§ WORK TO COMPLETE: In full and without deviation, reproduce the records that follow.

----

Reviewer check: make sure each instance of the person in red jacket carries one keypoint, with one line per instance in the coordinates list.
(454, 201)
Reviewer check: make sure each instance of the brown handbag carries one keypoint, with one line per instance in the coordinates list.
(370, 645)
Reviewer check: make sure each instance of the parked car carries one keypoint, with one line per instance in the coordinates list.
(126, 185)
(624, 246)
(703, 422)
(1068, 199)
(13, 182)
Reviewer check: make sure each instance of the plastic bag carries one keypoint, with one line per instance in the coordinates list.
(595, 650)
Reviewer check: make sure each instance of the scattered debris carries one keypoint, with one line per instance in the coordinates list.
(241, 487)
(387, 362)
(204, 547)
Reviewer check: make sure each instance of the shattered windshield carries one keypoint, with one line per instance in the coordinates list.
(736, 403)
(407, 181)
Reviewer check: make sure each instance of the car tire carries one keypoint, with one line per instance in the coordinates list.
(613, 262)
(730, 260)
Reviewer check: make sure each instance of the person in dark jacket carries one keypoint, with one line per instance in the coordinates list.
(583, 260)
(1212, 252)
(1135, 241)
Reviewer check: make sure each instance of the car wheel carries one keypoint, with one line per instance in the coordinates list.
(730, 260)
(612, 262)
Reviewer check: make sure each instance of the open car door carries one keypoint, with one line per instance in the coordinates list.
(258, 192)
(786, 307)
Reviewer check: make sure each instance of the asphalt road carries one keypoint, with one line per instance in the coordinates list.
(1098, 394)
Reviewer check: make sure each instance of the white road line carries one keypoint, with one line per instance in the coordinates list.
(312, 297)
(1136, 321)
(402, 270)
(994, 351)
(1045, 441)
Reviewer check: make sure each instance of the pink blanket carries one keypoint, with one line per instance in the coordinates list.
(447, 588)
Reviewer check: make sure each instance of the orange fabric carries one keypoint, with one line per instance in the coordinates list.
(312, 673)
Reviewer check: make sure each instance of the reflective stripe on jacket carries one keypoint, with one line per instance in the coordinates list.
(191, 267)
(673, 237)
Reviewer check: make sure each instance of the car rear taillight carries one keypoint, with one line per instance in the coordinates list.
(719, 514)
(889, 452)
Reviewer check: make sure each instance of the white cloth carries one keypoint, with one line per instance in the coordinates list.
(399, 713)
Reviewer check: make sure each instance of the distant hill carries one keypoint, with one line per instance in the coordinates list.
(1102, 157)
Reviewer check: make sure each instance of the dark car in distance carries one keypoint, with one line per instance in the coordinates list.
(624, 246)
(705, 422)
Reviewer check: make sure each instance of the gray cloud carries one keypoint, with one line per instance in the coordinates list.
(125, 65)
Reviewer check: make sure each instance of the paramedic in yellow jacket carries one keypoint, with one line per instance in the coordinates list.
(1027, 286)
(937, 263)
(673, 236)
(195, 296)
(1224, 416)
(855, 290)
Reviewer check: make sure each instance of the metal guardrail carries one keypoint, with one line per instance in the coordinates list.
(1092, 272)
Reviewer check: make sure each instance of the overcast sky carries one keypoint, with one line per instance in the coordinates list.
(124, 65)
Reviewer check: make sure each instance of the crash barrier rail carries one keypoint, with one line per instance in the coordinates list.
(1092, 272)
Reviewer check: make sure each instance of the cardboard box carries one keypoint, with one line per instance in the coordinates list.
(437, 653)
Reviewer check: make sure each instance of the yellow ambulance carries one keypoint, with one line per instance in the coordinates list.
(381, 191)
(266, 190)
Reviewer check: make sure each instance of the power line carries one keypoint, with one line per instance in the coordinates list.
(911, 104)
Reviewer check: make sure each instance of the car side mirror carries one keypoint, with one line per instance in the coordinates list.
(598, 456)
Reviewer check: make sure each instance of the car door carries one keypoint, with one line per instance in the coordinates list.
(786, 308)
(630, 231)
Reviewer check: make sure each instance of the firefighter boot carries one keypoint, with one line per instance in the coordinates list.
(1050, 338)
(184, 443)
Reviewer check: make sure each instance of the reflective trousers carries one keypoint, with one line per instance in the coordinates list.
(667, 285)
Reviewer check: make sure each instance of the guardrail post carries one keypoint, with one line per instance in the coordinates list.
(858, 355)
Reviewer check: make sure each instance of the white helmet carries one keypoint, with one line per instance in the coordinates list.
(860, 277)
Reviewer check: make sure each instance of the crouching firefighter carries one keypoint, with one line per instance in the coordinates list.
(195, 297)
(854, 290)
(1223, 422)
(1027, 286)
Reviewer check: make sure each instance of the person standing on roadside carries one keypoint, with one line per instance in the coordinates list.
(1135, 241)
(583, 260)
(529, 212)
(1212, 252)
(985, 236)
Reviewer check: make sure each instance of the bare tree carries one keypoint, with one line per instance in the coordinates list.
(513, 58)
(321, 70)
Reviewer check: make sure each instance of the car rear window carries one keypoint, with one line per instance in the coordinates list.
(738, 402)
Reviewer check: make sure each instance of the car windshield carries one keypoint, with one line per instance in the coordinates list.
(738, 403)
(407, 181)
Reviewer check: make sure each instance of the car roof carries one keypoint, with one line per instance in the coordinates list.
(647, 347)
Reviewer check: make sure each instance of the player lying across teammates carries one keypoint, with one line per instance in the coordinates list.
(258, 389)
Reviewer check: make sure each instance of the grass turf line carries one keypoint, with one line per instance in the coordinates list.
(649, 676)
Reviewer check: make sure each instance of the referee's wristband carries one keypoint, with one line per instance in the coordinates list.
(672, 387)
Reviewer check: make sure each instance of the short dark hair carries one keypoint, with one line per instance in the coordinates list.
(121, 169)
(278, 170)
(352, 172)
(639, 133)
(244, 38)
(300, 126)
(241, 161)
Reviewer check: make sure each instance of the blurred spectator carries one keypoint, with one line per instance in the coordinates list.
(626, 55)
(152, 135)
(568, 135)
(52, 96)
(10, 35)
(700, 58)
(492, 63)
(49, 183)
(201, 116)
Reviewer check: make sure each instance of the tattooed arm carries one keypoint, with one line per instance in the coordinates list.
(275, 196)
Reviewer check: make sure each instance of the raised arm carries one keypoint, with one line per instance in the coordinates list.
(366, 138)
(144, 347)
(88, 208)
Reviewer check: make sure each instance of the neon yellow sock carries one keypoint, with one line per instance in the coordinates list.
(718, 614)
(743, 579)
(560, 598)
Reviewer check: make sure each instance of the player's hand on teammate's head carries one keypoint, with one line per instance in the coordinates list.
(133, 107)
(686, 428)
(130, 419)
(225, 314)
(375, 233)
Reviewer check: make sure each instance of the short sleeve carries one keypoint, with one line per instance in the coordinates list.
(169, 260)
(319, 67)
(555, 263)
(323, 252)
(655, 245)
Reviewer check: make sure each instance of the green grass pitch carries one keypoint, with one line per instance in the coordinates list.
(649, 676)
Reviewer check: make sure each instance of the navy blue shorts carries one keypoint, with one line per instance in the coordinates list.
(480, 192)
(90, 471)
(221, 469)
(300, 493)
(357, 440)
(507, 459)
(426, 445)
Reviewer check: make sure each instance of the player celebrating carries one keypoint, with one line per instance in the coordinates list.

----

§ OUTPUT BELOW:
Reviewer check: make sure each instance of the person in red jacket carries one keypoint, with one line per instance in the coordinates list.
(454, 201)
Reviewer check: make sure each instance of the brown handbag carries one keypoint, with one line per instance in the coordinates list.
(370, 645)
Reviewer check: make sure each instance of the parked car carries one keypoint, with one line per instance in the coordinates list.
(126, 185)
(624, 246)
(703, 422)
(1068, 199)
(13, 182)
Reviewer check: make sure each instance of the plastic bag carries one keypoint, with one line per instance in the coordinates list.
(595, 650)
Reviewer check: make sure each instance of the scattered debris carries one keypoint, with one line per instance in the coordinates list.
(241, 487)
(387, 362)
(204, 547)
Reviewer check: make sure each instance of the shattered windshield carries one keypoint, with one line per instance in the coordinates list.
(736, 403)
(407, 181)
Reviewer check: make sure each instance of the car tire carries one keypoint, with one line per instance in the coordinates list.
(613, 262)
(730, 260)
Reviewer check: make sure each instance of the person in dark jacket carries one keypoint, with one line per instance in the coordinates list.
(583, 260)
(1212, 252)
(1135, 241)
Reviewer check: make sure each instance of the car wheel carries one keypoint, with one line per instance in the coordinates list.
(730, 260)
(612, 262)
Reviewer check: make sure each instance of the open car door carries one keypoint, with one line per instance in the coordinates list.
(258, 192)
(786, 307)
Reviewer check: make sure each instance of the asphalt road carries one keypoint, with one line per instance in the coordinates list.
(1098, 394)
Reviewer check: make sure each instance of the white road line carries one keypoint, with one line per instance in the coordinates list.
(312, 297)
(1136, 321)
(402, 270)
(994, 351)
(1045, 441)
Reviewer check: make sure each instance of the pink blanket carries one keypoint, with one line per instance in the coordinates list.
(447, 588)
Reviewer check: make sure each instance of the orange fabric carries one keypoint, with one line per instance in the coordinates list.
(312, 673)
Reviewer check: make sure each instance of the reflective stripe on jacket carries one keypoint, with one line per instance in the coordinates list.
(191, 267)
(673, 237)
Reviewer check: make sure each instance of the car rear taillight carries one keypoint, with one line per instance in the coordinates list.
(719, 514)
(889, 452)
Reviewer check: make sure each instance of the white cloth carries one keypoint, with one line per instance in the coordinates list.
(399, 713)
Reviewer check: make sure each instance of the distant hill carries one keypoint, with one line per instance in the coordinates list.
(1102, 157)
Reviewer check: make sure each instance of the dark car in distance carries one keypoint, with one line per instance in the coordinates list.
(624, 246)
(705, 422)
Reviewer check: make sure each instance of the gray cloud carries one keypoint, with one line per instance in the coordinates list.
(125, 65)
Reviewer check: make sure each instance of the paramedic in yellow jacket carries one keypoint, with one line per instance in the coordinates list.
(1027, 286)
(937, 263)
(673, 236)
(195, 296)
(1224, 416)
(855, 290)
Reviewer check: make sure each instance of the metal guardrail carries one keypoint, with one line per instance in the coordinates list.
(1092, 272)
Reviewer check: make sure each instance of the overcast sky carries one keypoint, with one line per instance in the coordinates list.
(124, 65)
Reviewer check: make sure each instance of the crash barrier rail carries one keypoint, with one line per instance in the coordinates list.
(1092, 272)
Reviewer check: make sure each instance of the cardboard box carries one keypoint, with one line per instance in the coordinates list.
(437, 653)
Reviewer check: make sure each instance of the yellow ambulance carries one keypoint, with one line per instance in the coordinates list.
(381, 191)
(266, 190)
Reviewer check: make sure each instance of the power line carries one keypoint, with one line per instance in the coordinates list.
(911, 104)
Reviewer check: make sure each instance of the car side mirror carries one keypoint, with one line per instance in the coordinates list.
(598, 456)
Reviewer check: make sure each instance of the car door carries one keypoint, with one line per instance in the coordinates list.
(786, 308)
(630, 231)
Reviewer check: make sure each instance of the firefighter boot carries one keypoint, with one line per instance in the coordinates list.
(1050, 338)
(184, 443)
Reviewer check: make sure each instance of the reflective trousers carries one keypoint, with one line per instance in the coordinates list.
(667, 285)
Reviewer check: make sure each instance of the guardrail post carries one keypoint, with one line per instance in the coordinates list.
(858, 355)
Reviewer check: make sure each instance of the white helmet carries one keypoint, with one line per instance in the coordinates list.
(860, 277)
Reviewer check: make sure each instance of the crouching firefighter carries one keypoint, with one line per instance in the coordinates list.
(195, 297)
(854, 290)
(1223, 422)
(1027, 286)
Reviewer check: make sure each instance of the person standing on roadside carries one keypoint, with one line per instance in the coordinates list.
(1135, 241)
(583, 260)
(529, 212)
(1212, 252)
(985, 236)
Reviewer check: make sure each instance of the bare tree carries one keypoint, with one line per instance in the coordinates list.
(513, 58)
(321, 70)
Reviewer check: make sure each instance of the car rear window carries one keypoint, with one line per instance in the coordinates list.
(738, 402)
Reviewer check: make sure each instance of the car windshield carries one keypoint, with one line per instance in the coordinates list.
(738, 403)
(407, 181)
Reviewer check: make sure each instance of the car roof carries one keypoint, with one line per instance in the coordinates list.
(647, 347)
Reviewer check: make sure each instance of the player lying across teammates carries one keypoint, with one line per instance in the coordinates list.
(258, 389)
Reviewer check: make sure each instance of the grass turf line carries one keypoint, with one line per instance in the coordinates list.
(649, 676)
Reviewer check: make sure each instance of the referee's wristband carries one keypoint, with one line per instance in the coordinates list.
(672, 387)
Reviewer check: make sure each instance of the short dark hair carries one keypoint, with one line per instance in the coordinates list.
(121, 169)
(278, 170)
(352, 172)
(639, 133)
(244, 38)
(300, 126)
(241, 161)
Reviewer check: make sure each instance of the blurred spectator carries one keypoint, with one line per instance in the coordinates list.
(626, 55)
(152, 135)
(568, 135)
(52, 96)
(10, 35)
(700, 58)
(492, 63)
(49, 183)
(201, 116)
Reviewer check: make sure each instance of the tattooed arm carries one keypoint, with one line per instance in the coordinates list.
(275, 196)
Reviewer check: make sure each instance of the raised arm carries one keypoint, with one line per instance in the coordinates list.
(366, 138)
(144, 347)
(88, 208)
Reviewer check: make sure each instance of the neon yellow sock carries one keypoint, with one line per instance in the coordinates list.
(718, 614)
(743, 579)
(560, 598)
Reviewer check: make sure each instance of the player's hand on teammate's head carries one keypoint, with one line per instance in the coordinates list.
(133, 107)
(686, 428)
(130, 419)
(225, 314)
(375, 233)
Reviewer check: make sure each instance of the short sleeve carries one keypoint, with one line per instance in the coordinates list.
(169, 260)
(319, 67)
(555, 263)
(323, 252)
(655, 245)
Reviewer check: make sure each instance of the green grass pitch carries one keypoint, with one line per instance in the coordinates list.
(649, 676)
Reviewer check: make sure each instance of the navy blue shorts carries one keypoint, with one line per instance in the coordinates list.
(480, 192)
(90, 471)
(221, 469)
(300, 493)
(357, 440)
(507, 459)
(426, 445)
Reviewer check: make sure each instance of the player celebrating carries one keypoint, with one line per instance in the coordinates list.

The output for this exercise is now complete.